STATED PROBLEM A: Reproduce the excerpt about the rabbis' silence from "This terrible episode" to "to our community.", word for word.

EXCERPT:
────────────────────

The 5 Towns Jewish Times, which serves a heavily Orthodox area of Long Island, runs a fantastic interview with another Monsey rabbi that tries to get to the bottom of this troubling lack of condemnation. The rub seems to be that the rabbis feel they are barred, under Jewish law, from speaking out against Tropper until his case has been formally tried in front of a Beth Din (a formal rabbinical court). Says the rabbi: “until there is due process we are not Halachically permitted to issue condemnations against an individual, or to take any other action against him.” He adds:

This terrible episode has brought great pain and embarrassment to the entire Torah community. … If, however, [the allegations] are proven to be true, then we have discovered a venomous snake in our midst, an immoral individual who abused his rabbinical position and caused immeasurable Chillul Hashem [desecration to the Name], and shame to our community.

The rabbi also denied that Tropper’s extensive connections throughout the community has anything to do with the kid gloves with which that community has (so far) treated the allegations against him.

────────────────────

RECORDS FOR THIS EXERCISE:
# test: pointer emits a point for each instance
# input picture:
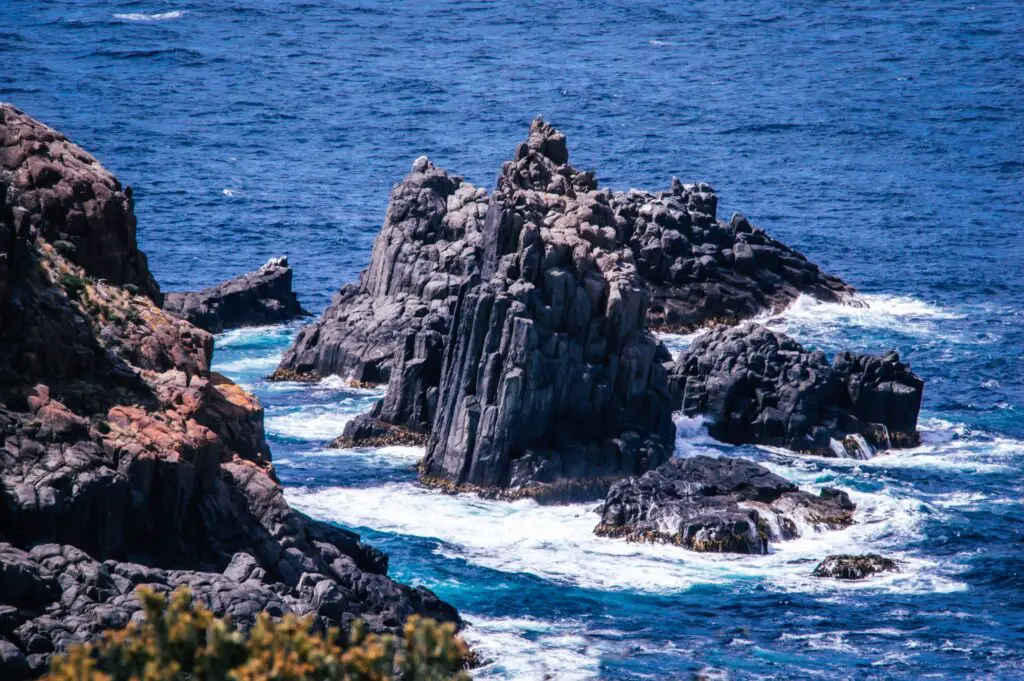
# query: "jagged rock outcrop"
(855, 567)
(755, 385)
(263, 296)
(697, 270)
(722, 505)
(51, 188)
(551, 385)
(702, 270)
(125, 460)
(426, 250)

────────────────────

STATED PROBLEM B: Turn every line of the records above into a numbered list. Skip blank lines and leave the picture out of your answer.

CORRECT OUTPUT A:
This terrible episode has brought great pain and embarrassment to the entire Torah community. … If, however, [the allegations] are proven to be true, then we have discovered a venomous snake in our midst, an immoral individual who abused his rabbinical position and caused immeasurable Chillul Hashem [desecration to the Name], and shame to our community.

CORRECT OUTPUT B:
1. # test: pointer emits a point for each instance
2. # input picture:
3. # query: "jagged rock outcrop"
4. (855, 567)
5. (755, 385)
6. (263, 296)
7. (697, 270)
8. (722, 505)
9. (51, 188)
10. (551, 385)
11. (702, 270)
12. (125, 460)
13. (426, 250)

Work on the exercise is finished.